▶ _INSTRUCTIONS TO FOLLOW_
Copy the data below exactly.

** Start EXTRACTED RECORDS **

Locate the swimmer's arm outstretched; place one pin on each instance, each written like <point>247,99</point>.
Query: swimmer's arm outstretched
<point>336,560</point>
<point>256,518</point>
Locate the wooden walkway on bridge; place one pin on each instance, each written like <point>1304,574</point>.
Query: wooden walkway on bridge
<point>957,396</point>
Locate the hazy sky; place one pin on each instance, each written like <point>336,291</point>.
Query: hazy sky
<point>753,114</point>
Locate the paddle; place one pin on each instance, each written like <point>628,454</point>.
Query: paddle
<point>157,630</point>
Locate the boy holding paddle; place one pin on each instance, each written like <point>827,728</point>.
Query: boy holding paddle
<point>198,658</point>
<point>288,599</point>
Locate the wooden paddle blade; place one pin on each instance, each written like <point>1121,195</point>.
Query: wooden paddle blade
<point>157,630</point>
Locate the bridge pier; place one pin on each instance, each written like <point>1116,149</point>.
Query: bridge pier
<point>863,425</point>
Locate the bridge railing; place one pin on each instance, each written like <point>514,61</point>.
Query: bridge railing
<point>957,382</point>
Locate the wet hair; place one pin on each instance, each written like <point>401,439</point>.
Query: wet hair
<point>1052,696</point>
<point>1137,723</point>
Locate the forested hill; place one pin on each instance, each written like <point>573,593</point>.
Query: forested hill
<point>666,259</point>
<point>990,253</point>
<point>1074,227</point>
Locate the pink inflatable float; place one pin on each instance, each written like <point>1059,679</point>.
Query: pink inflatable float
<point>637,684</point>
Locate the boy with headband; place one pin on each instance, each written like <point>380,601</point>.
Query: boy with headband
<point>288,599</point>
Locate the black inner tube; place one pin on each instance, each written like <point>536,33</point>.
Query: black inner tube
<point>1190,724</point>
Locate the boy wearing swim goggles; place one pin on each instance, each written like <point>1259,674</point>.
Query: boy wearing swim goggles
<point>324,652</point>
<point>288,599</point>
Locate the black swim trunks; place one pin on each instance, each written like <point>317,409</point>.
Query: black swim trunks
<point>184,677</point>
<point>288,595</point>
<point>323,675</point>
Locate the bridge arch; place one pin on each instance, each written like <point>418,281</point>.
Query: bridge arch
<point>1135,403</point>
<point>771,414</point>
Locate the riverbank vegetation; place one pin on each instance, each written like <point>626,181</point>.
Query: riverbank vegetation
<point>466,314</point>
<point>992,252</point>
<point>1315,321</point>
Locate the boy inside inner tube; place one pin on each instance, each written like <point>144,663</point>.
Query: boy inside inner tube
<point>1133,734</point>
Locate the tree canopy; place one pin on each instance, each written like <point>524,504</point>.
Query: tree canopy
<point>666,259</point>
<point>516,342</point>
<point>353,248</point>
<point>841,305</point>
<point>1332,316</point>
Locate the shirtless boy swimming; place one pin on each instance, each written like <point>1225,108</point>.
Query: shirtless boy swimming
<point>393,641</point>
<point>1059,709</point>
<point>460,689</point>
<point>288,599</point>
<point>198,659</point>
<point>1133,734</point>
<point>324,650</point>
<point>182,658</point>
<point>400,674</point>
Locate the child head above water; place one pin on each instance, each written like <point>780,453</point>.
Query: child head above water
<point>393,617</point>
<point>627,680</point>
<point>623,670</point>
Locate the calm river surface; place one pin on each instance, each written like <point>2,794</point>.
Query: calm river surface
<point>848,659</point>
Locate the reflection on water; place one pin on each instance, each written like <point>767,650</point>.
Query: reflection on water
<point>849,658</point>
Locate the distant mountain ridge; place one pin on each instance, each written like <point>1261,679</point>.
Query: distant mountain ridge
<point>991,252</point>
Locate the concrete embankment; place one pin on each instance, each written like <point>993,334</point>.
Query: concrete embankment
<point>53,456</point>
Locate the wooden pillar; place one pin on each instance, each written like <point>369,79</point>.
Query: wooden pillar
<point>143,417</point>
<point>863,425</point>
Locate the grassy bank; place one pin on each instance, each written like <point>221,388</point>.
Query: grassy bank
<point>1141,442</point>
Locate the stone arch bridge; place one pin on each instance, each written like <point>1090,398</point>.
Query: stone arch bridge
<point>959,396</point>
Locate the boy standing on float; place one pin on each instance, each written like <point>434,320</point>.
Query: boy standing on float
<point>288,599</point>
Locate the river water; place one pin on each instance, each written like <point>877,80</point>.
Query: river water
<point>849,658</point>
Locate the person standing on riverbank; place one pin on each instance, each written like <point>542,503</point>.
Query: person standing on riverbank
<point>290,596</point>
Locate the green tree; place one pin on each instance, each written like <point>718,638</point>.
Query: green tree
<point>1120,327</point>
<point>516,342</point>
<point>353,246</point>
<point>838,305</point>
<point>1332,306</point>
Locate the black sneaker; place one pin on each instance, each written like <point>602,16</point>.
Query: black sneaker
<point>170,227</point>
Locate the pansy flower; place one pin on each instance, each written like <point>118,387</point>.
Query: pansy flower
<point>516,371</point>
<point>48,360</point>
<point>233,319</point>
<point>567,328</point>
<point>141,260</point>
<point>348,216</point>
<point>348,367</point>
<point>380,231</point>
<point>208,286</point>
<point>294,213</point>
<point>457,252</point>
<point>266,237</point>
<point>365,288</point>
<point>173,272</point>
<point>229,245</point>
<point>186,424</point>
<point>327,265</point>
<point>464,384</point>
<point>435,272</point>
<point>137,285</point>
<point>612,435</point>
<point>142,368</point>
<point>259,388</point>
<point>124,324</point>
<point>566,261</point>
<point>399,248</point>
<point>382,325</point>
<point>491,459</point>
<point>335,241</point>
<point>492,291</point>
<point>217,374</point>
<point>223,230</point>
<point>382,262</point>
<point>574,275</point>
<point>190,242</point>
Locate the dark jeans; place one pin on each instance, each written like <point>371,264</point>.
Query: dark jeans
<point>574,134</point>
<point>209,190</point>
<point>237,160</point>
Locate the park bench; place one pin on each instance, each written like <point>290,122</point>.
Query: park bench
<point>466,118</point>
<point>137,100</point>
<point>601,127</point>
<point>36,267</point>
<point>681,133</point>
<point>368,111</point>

** End EXTRACTED RECORDS **

▶ _RESPONSE TO THE EXERCISE_
Locate the swimmer's arm outstretched; place one pin on each instance, each written like <point>247,99</point>.
Query: swimmer's arm outstretched
<point>336,560</point>
<point>256,518</point>
Locate the wooden walkway on bridge; place one pin on each instance, each written like <point>1304,574</point>.
Query: wooden walkway on bridge
<point>957,396</point>
Locate the hazy sky; place one pin on each instance, each written like <point>336,291</point>.
Query: hazy sky
<point>753,114</point>
Locate the paddle; place one pin on each instance, each written like <point>628,454</point>.
Query: paddle
<point>157,630</point>
Locate the boy holding paddle; place one pin on each instance, each written like <point>827,728</point>.
Query: boy holding paddle
<point>198,658</point>
<point>288,599</point>
Locate the wooden paddle blade; place one pin on each instance, each written like <point>1121,195</point>.
Query: wooden paddle blade
<point>157,630</point>
Locate the bridge pier; place one pin on each instance, each written like <point>1116,149</point>.
Query: bridge pier
<point>863,425</point>
Locate the bridge railing; place one pin on each instance, each written like <point>514,61</point>.
Query: bridge railing
<point>957,382</point>
Locate the wet hair; place one pin on each instance, each written like <point>401,439</point>.
Query: wet hair
<point>1052,696</point>
<point>1137,723</point>
Locate the forested hill; place one pin on each instance, each written like <point>573,593</point>.
Query: forested hill
<point>666,259</point>
<point>990,253</point>
<point>1074,227</point>
Locate the pink inflatable float; place one pin on each instance, each written like <point>1059,679</point>.
Query: pink inflatable float
<point>637,684</point>
Locate the boy with headband; place one pin on each instance, each written like <point>380,601</point>.
Query: boy with headband
<point>288,599</point>
Locate the black inner tube; place one pin on each instance, each written like <point>536,33</point>.
Query: black inner tube
<point>1190,724</point>
Locate the boy wearing swim goggles; place one pin on each instance, each written like <point>1259,674</point>.
Query: boy wearing swim goggles
<point>324,652</point>
<point>288,599</point>
Locate the black swim trunks; place one pin on each instance, each written like <point>317,409</point>.
Query: black swim trunks
<point>184,677</point>
<point>288,595</point>
<point>323,675</point>
Locate the bridge arch; place one pin on each instance, each written like <point>418,281</point>.
Query: bridge arch
<point>1135,403</point>
<point>771,414</point>
Locate the riverbank vegetation; place one pin on each instance, each written like <point>626,181</point>.
Query: riverbank vegetation
<point>466,314</point>
<point>992,252</point>
<point>1315,321</point>
Locate the boy inside inner tube; place one pin on each instance, each written like <point>144,663</point>.
Query: boy inside inner tube
<point>1133,734</point>
Locate the tree canopy; place one pin on each instance, each written like <point>524,504</point>.
Query: tree canopy
<point>666,259</point>
<point>516,342</point>
<point>353,248</point>
<point>841,305</point>
<point>1332,316</point>
Locate the shirtless boy swimming; place one pin on each instance, each written like <point>1225,108</point>.
Query: shirtless boy swimming
<point>393,641</point>
<point>1059,709</point>
<point>460,689</point>
<point>288,599</point>
<point>198,659</point>
<point>1133,734</point>
<point>324,650</point>
<point>182,658</point>
<point>400,674</point>
Locate the child head above water; place one pin on each instance, each written like <point>780,453</point>.
Query: child head above water
<point>393,617</point>
<point>627,680</point>
<point>623,670</point>
Locate the calm river surface; place one pin on each instance, each written like <point>2,794</point>.
Query: calm river surface
<point>848,659</point>
Locate the reflection on water; place one pin on each instance, each written like <point>767,650</point>.
Query: reflection on water
<point>849,658</point>
Locate the distant mountain ridge; place one pin on each instance, each written like <point>1261,679</point>.
Query: distant mountain ridge
<point>991,252</point>
Locate the concrete embankment; place one pin on each instance, each written like <point>993,334</point>.
Query: concrete embankment
<point>53,456</point>
Locate the wooden pillar; place one pin on each instance, each written like <point>369,79</point>.
Query: wooden pillar
<point>143,417</point>
<point>863,425</point>
Locate the grassy bank; place one pin on each instance, each written like <point>221,388</point>.
Query: grassy bank
<point>1141,442</point>
Locate the stone arch bridge; place one pin on each instance, each written like <point>1090,398</point>.
Query: stone arch bridge
<point>959,396</point>
Locate the boy standing on float; place one pin on each instance, each written like <point>434,320</point>.
Query: boy standing on float
<point>288,599</point>
Locate the river water; place one pin on each instance, each written like <point>877,80</point>.
Query: river water
<point>849,658</point>
Locate the person standing on riverbank; place one pin on each instance, each written like <point>542,503</point>.
Query: person standing on riverbank
<point>290,596</point>
Locate the green tree; place one pin on each instance, each written like <point>718,638</point>.
Query: green tree
<point>1120,327</point>
<point>516,342</point>
<point>353,246</point>
<point>838,305</point>
<point>1332,306</point>
Locate the black sneaker; place one pin on each instance, each written like <point>602,16</point>.
Query: black sneaker
<point>170,227</point>
Locate the pansy flower; place one pin on each instance, each written like <point>118,387</point>.
Query: pansy flower
<point>516,371</point>
<point>48,360</point>
<point>233,319</point>
<point>567,328</point>
<point>141,260</point>
<point>348,216</point>
<point>348,367</point>
<point>380,231</point>
<point>208,286</point>
<point>294,213</point>
<point>457,252</point>
<point>266,237</point>
<point>365,288</point>
<point>173,272</point>
<point>229,245</point>
<point>186,424</point>
<point>327,265</point>
<point>464,384</point>
<point>435,272</point>
<point>137,285</point>
<point>612,435</point>
<point>142,368</point>
<point>259,388</point>
<point>124,324</point>
<point>566,261</point>
<point>399,248</point>
<point>382,325</point>
<point>491,459</point>
<point>335,241</point>
<point>492,291</point>
<point>217,374</point>
<point>223,230</point>
<point>382,262</point>
<point>574,275</point>
<point>190,242</point>
Locate the dark jeans; place one pin on each instance, each written like <point>371,264</point>.
Query: dark jeans
<point>574,134</point>
<point>209,190</point>
<point>237,160</point>
Locate the park bench; place one pin on each instance, each written like <point>290,122</point>.
Query: park bench
<point>466,118</point>
<point>137,100</point>
<point>601,127</point>
<point>36,267</point>
<point>681,133</point>
<point>368,111</point>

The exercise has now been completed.